### Extracted text:
BEGIN
Those who conducted the study speak instead of targeted psychological support for men at risk of sex offending. And while this sounds eminently civilised, it’s hard not to offer a bitter smirk when the scarcity of resources for similar interventions is so well known. Consider, for example, the Glasgow initiative for combating male violence that achieved stunning success – but lost its funding anyway.

It seems awful to me, the fact that humans have advanced enough to understand how dangerous people can be made less dangerous, but not enough to actually try to do it. Oddly enough, no one ever seems to argue that such societal investments cannot be made because the preservation of free will and personal responsibility is more important. Instead, the usual problem is that there’s not enough money.

Related: Risk of sex offending linked to genetic factors, study finds

Free will and personal responsibility are an interesting pair. The idea seems to be that you preserve your free will by accepting personal responsibility. Or achieve personal responsibility by curbing your free will. Something like that. I’m not against personal responsibility, of course. But I’m more than a bit sceptical about the idea that humans have free will.

Anyway, even if we do have “free will”, it’s a bit of a useless superpower. Civilised life is all about understanding that personal responsibility is largely about living within a framework established by others and abiding by rules you didn’t make. Some people find it harder to abide by those rules than others. Some people are in a better position to benefit from those rules than others. Access to personal responsibility, and to the guidance that can foster and build it, isn’t equal, not by any means.

Inequality is generally talked about in terms of money. But the ease or difficulty people have in taking personal responsibility for their lives is judged by whether they are able to support themselves financially and pay their bills. People talk about personal responsibility as if it’s something that everyone has an equal ability to achieve, rich or poor, vulnerable or privileged. People who walk 40 miles to work are admired because they are so rich in personal responsibility. People who refuse to work for minimum wage because they’re “better off on the dole” are reviled because they have such a paucity of it. But none of this helps people to take personal responsibility in their own lives. It’s one of those remedies that everyone prescribes while conveniently ignoring the fact that its provision is hard, painstaking and expensive.
END
### Work request 1:
Answer these questions from the passage on free will and personal responsibility:
(a) What happened to the Glasgow initiative for combating male violence?
(b) According to the writer, what is the usual problem given for not making such societal investments?
(c) Which people are admired for being "so rich in personal responsibility"?
### Work request 2:
Extend the passage on free will and personal responsibility, picking up right after its final sentence.
The material after the passage isn't needed.

### Provided data:
BEGIN
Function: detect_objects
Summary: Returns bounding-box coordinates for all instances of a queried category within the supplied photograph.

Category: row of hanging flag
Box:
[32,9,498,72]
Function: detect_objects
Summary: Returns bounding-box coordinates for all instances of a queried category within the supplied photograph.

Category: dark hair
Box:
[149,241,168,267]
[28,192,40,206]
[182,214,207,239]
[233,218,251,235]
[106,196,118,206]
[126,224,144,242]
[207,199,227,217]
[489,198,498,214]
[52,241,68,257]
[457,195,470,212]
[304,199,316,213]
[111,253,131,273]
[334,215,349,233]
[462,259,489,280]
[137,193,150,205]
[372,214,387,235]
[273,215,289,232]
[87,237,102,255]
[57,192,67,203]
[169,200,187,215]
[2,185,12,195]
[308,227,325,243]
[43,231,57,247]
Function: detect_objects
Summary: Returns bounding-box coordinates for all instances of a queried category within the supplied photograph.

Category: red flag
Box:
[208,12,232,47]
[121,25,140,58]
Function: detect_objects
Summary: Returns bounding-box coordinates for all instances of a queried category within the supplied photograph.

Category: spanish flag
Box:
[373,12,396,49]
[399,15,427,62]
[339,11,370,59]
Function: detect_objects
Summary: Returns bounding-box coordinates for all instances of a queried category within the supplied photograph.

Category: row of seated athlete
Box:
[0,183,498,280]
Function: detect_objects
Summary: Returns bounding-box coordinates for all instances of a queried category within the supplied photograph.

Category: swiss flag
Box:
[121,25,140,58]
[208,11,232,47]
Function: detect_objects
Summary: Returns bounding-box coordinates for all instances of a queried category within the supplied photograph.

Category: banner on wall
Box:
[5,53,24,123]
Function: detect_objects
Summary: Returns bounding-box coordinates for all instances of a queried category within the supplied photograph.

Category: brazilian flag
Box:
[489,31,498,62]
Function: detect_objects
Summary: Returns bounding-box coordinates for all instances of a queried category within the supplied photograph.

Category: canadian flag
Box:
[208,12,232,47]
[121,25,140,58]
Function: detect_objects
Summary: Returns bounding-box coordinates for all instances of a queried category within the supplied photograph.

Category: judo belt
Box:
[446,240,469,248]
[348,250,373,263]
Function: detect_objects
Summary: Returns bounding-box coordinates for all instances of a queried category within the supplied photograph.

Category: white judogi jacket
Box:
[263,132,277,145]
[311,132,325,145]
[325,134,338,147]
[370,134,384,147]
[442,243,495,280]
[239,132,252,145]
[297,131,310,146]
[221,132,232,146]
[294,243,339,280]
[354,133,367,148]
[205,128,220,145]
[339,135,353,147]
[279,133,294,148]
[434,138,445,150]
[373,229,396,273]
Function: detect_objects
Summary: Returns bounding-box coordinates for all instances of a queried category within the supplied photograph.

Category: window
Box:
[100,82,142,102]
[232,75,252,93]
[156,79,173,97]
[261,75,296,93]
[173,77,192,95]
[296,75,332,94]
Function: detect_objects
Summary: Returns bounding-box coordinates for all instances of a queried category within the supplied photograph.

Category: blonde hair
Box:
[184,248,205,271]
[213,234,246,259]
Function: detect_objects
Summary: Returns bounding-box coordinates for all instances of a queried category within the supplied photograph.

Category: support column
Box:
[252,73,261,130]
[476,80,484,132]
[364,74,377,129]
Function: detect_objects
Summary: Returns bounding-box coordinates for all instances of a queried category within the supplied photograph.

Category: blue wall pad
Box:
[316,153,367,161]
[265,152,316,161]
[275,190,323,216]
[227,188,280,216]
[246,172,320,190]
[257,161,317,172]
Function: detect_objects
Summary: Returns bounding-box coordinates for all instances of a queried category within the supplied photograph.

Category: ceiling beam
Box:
END
### Written answer 1:
(a) It achieved stunning success but lost its funding anyway.
(b) There's not enough money.
(c) People who walk 40 miles to work.

### Written answer 2:
Fetishising the idea that everyone has equal access to personal responsibility is another way of saying “there’s no such thing as society”. Which is another way of saying: “Go away, taxman. This is my money and I’m not going to squander it on stopping women and children I don’t even know from being raped.” Whatever the philosophers say, free will most commonly manifests itself as selfishness. Likewise, personal responsibility, lauded as it is, is often a denial of responsibility of anybody except oneself and one’s own family. No wonder people are so keen on this brace of reasons not to intervene.

Meanwhile, the scientists are at pains to stress that they have not found a “sex offending” gene. They say instead that some kind of combination of genetic characteristics creates a predisposition. They mention “increased impulsivity, egotism, decreased intellectual ability”; it’s easy to see how a combination of these would combine to foment disaster of one kind or another. Anyway, if your close relatives share these characteristics, it’s hard to hope that the environmental 60% of your predilection for committing sexual offences is going to be entirely exemplary.

Clearly, someone from a family displaying these characteristics would need more help in achieving personal responsibility and more help in curbing their desire to do as they please. Our society, with its endless funding shortfalls, and its insistence on low wages for the unskilled, is instead organised so that the people likely to get the least help are generally the ones who need it most. While everyone is able to exercise their free will to insist that this is not their personal responsibility, it isn’t going to change. It’s charming, the idea that we’re all born equal. But it’s really one of those notions than ensures that inequality keeps on growing.